(begin)

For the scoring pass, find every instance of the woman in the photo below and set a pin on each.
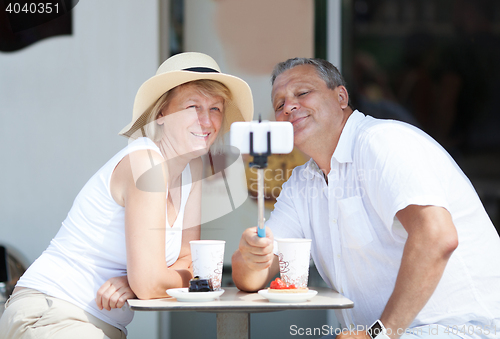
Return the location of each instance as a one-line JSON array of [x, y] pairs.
[[118, 240]]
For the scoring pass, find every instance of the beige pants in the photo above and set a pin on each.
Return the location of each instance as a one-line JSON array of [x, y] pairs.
[[32, 314]]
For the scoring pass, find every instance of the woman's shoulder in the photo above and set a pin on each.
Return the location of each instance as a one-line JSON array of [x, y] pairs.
[[196, 168]]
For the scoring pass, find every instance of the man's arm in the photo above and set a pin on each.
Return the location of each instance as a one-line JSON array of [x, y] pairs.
[[432, 238], [254, 263]]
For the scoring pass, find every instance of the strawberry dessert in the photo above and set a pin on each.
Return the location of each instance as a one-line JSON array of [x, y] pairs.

(end)

*WHAT IS NEEDED*: Write out every row above again, including the requests but not the pictures. Scale each point coordinate in the answers by 1.8 and round it to a whole number, rounding halves up.

*COMPLETE OUTPUT*:
For the scoring pass, find every instance of the woman in the photo below and set a pin on each.
Return the location of each instance as a one-line JSON array of [x, y] pairs.
[[212, 432]]
For the scoring pass, find every instance of the beige pants in the photo above and set a pin on each.
Return the location of each instance as a one-line JSON array of [x, y] pairs.
[[58, 565]]
For the scoring pass, find every instance of the woman's shoulder in the photo above and set a pin on each.
Return the location of each instance as a one-line JSON array of [x, y] pairs.
[[353, 302]]
For the scoring pass, find every instance of the man's arm in the photo above and set a pin on each.
Return the location of each instance as a one-line JSON array of [x, y] pairs.
[[778, 428], [457, 473]]
For the scoring pass, find every instance of the strawberry dessert in the photo above and set a pin on each.
Return the location of each instance as a one-line JSON array of [x, y] pairs.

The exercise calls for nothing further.